▶ _To be done_: Transcribe the records exactly from the line with "Expected behaviour: the pointer places one marker on the young" to the end, both included.

▶ _Exercise data_:
-=-=-=-=-

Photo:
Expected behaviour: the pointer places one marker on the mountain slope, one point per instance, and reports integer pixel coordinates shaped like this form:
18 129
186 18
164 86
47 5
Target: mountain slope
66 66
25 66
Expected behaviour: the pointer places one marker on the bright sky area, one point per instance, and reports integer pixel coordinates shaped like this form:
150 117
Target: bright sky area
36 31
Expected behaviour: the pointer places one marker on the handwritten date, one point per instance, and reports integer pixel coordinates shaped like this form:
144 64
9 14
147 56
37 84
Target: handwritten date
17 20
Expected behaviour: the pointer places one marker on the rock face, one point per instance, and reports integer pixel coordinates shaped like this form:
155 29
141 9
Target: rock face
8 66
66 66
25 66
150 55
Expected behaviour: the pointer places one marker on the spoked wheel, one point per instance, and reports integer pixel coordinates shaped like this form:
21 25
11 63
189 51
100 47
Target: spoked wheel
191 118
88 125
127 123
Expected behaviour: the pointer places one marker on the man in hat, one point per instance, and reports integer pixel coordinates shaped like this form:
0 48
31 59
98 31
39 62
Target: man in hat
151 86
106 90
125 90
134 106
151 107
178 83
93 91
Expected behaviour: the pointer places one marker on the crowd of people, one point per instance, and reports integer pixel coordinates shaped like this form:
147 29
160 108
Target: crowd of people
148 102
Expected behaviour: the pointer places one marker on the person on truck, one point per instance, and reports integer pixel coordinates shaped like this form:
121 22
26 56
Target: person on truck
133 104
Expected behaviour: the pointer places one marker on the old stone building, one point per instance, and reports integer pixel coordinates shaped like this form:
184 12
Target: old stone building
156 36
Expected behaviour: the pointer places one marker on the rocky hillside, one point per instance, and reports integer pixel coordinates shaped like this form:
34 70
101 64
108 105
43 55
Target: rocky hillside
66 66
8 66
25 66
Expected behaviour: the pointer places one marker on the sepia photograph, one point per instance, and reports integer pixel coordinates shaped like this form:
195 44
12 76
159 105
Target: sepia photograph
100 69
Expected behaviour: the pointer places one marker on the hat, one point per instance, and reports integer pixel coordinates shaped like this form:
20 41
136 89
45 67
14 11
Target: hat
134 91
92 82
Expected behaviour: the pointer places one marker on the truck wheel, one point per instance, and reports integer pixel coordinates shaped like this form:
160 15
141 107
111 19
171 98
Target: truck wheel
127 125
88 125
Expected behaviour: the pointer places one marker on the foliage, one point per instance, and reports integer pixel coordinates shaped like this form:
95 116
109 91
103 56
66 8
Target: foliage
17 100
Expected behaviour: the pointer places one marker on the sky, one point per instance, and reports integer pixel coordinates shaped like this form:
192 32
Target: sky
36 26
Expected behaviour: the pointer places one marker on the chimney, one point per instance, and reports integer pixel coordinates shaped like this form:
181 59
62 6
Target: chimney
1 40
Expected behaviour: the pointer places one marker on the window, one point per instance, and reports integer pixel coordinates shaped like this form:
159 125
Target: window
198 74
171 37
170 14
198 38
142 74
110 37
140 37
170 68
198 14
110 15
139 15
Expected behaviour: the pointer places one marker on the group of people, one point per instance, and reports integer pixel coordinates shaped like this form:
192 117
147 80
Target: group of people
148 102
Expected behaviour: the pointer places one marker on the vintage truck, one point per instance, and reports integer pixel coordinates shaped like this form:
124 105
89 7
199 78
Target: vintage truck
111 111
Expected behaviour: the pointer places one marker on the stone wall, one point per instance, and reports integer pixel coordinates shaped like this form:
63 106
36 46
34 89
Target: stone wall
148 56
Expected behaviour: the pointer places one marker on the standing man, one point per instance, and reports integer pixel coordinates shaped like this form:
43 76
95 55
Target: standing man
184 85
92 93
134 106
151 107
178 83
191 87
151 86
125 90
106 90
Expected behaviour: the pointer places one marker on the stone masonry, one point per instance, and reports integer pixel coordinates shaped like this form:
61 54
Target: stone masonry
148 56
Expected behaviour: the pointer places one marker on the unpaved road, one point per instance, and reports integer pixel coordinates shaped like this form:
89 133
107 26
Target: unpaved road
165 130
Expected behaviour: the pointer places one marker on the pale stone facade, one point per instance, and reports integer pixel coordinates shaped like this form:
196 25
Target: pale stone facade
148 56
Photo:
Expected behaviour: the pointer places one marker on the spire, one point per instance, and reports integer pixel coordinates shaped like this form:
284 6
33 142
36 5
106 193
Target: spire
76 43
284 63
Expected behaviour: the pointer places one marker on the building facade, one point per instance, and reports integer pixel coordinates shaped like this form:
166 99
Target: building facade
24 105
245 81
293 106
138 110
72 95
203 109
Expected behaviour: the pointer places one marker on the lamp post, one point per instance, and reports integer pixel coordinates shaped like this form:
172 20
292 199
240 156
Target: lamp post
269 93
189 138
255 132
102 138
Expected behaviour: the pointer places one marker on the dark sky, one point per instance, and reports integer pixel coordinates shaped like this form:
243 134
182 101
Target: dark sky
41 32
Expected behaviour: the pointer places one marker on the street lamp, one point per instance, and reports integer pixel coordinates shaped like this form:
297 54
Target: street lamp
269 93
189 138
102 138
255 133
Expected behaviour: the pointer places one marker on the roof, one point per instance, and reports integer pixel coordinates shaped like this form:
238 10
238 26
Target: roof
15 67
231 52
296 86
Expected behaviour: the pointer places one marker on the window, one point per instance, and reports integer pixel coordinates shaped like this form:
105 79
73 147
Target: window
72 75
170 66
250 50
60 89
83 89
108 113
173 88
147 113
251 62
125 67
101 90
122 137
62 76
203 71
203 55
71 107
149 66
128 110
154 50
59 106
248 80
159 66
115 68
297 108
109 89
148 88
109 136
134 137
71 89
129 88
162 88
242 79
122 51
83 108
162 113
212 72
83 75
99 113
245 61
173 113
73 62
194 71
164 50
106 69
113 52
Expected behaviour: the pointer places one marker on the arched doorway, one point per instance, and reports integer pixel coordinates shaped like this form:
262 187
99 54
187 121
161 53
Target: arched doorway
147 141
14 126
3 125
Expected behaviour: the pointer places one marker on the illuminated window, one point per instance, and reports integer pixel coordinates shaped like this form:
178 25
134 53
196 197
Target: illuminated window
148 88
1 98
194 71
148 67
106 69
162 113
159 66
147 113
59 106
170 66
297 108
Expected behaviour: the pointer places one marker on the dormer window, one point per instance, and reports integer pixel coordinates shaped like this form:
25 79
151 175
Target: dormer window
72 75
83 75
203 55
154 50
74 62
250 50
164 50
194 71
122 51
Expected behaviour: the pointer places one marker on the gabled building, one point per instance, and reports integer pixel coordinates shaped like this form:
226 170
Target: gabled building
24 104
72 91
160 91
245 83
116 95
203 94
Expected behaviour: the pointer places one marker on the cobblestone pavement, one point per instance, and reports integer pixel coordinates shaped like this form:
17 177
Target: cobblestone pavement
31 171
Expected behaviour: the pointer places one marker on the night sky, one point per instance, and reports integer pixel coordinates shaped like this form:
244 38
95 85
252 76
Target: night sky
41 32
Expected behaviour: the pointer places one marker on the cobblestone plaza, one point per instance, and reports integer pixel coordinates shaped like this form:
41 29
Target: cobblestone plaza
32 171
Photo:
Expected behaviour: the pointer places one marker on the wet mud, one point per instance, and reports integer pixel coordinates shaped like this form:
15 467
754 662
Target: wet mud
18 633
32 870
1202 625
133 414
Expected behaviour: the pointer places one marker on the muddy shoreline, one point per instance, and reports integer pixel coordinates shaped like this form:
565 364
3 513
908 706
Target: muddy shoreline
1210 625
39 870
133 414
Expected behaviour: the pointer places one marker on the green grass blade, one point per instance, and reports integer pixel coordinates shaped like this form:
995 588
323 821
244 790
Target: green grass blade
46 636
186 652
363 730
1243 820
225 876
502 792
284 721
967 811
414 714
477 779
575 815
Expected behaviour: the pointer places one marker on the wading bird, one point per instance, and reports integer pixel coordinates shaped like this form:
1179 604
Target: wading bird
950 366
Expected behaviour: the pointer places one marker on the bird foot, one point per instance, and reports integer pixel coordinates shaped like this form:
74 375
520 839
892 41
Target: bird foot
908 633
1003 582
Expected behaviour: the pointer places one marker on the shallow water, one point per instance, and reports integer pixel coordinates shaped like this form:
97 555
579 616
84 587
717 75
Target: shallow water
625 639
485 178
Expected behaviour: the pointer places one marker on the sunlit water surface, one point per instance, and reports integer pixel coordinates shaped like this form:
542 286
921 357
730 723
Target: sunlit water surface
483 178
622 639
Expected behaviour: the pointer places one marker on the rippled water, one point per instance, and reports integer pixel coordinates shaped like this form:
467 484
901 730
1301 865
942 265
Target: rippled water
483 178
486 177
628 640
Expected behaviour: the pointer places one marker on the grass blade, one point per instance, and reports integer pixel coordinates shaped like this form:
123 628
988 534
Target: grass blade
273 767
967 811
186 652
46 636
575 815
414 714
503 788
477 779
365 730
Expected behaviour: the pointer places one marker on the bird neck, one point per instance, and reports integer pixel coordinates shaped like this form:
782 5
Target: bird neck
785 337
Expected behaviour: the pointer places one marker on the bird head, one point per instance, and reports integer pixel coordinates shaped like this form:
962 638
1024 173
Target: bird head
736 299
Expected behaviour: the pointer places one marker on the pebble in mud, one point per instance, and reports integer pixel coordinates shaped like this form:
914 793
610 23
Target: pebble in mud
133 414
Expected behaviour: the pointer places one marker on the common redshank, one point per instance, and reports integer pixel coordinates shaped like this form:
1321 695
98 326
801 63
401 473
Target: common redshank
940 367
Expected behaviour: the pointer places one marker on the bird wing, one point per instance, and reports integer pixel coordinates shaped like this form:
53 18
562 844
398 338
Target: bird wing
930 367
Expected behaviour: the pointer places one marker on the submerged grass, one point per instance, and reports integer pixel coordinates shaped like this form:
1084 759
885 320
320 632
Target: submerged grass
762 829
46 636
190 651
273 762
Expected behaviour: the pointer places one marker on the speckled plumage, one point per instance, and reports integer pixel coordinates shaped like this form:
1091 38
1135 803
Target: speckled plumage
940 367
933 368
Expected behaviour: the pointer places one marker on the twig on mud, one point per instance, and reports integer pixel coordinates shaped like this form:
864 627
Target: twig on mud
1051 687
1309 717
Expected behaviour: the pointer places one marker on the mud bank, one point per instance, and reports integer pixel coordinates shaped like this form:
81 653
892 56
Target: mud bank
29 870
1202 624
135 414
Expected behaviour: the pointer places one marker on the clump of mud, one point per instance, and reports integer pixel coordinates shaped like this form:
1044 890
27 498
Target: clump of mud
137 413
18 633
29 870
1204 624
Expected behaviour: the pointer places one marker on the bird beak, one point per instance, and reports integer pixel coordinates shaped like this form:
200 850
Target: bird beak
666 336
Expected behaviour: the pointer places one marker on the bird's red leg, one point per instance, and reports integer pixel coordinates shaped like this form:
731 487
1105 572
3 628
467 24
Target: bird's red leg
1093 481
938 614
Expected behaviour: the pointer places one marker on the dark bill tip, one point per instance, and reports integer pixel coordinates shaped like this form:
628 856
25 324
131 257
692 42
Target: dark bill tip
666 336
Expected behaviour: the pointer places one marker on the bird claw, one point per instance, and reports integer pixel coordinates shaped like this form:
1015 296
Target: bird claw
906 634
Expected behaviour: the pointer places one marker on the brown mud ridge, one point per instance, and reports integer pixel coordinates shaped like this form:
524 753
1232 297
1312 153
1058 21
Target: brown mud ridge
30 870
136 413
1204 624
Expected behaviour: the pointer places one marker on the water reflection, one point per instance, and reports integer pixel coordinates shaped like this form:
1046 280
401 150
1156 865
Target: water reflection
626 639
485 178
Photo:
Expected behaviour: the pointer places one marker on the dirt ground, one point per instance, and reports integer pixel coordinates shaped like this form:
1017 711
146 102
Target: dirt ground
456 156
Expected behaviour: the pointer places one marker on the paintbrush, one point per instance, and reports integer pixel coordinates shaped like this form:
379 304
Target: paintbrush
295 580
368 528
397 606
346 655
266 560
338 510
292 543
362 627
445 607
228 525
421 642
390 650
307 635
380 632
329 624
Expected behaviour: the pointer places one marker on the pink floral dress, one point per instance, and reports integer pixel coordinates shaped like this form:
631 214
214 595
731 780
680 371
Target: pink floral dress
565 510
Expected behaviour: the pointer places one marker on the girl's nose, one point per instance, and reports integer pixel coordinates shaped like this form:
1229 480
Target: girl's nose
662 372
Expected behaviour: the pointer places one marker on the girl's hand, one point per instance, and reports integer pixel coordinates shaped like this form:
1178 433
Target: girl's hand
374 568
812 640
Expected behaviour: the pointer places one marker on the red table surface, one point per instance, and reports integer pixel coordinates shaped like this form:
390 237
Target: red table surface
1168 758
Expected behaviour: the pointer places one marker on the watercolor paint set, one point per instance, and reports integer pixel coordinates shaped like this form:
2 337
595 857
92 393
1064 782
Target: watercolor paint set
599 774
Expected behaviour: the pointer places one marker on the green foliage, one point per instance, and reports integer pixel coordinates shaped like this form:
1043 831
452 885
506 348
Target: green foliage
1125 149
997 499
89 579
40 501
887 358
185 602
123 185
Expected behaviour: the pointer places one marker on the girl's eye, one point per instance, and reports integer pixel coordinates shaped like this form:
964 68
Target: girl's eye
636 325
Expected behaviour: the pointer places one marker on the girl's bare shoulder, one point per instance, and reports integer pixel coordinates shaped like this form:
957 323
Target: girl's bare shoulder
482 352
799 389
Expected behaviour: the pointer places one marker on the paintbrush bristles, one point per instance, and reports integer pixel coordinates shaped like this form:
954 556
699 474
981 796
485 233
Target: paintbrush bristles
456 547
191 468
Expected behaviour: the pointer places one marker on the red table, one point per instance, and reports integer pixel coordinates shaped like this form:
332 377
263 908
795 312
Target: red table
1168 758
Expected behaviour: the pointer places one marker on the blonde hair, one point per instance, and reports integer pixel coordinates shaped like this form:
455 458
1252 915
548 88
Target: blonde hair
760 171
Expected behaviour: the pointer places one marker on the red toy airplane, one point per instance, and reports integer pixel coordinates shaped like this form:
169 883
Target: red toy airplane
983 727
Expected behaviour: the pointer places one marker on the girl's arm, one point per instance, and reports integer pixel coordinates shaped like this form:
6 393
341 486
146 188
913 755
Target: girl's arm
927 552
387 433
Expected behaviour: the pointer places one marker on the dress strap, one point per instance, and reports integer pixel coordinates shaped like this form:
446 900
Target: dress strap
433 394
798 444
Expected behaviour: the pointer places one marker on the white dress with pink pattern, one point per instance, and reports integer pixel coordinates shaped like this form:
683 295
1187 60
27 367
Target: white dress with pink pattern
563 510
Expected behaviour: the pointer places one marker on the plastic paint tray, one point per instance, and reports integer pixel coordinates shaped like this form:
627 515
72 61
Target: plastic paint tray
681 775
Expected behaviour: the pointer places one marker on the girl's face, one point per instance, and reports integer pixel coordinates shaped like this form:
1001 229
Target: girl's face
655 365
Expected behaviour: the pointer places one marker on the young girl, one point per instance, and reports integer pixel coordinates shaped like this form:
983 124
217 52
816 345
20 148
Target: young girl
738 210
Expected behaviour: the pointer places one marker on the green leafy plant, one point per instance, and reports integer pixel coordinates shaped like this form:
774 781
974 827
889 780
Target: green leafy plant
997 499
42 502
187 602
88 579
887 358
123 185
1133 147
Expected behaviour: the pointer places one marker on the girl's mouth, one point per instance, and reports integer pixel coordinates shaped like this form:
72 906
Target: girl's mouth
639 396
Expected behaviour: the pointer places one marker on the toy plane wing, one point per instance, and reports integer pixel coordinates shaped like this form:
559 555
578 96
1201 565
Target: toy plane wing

-=-=-=-=-

▶ _Task response_:
Expected behaviour: the pointer places one marker on the young girl, one point per instance, and reports integer pixel coordinates shaped like this form:
983 124
217 52
816 345
20 148
Target: young girl
738 210
Expected behaviour: the pointer places one marker on the green leafy plant, one point per instance, and reports integer pixel coordinates shaped like this form:
774 781
974 827
889 780
Target: green leafy plant
997 499
42 502
187 602
88 579
887 358
123 185
1133 147
Expected behaviour: the pointer places one marker on the girl's mouth, one point per instance, and reports integer pixel coordinates shaped like this form:
72 906
Target: girl's mouth
639 396
Expected behaviour: the pointer places one marker on the toy plane wing, one point per instance, and reports integer pixel coordinates shaped like this form:
559 555
578 96
1201 565
Target: toy plane wing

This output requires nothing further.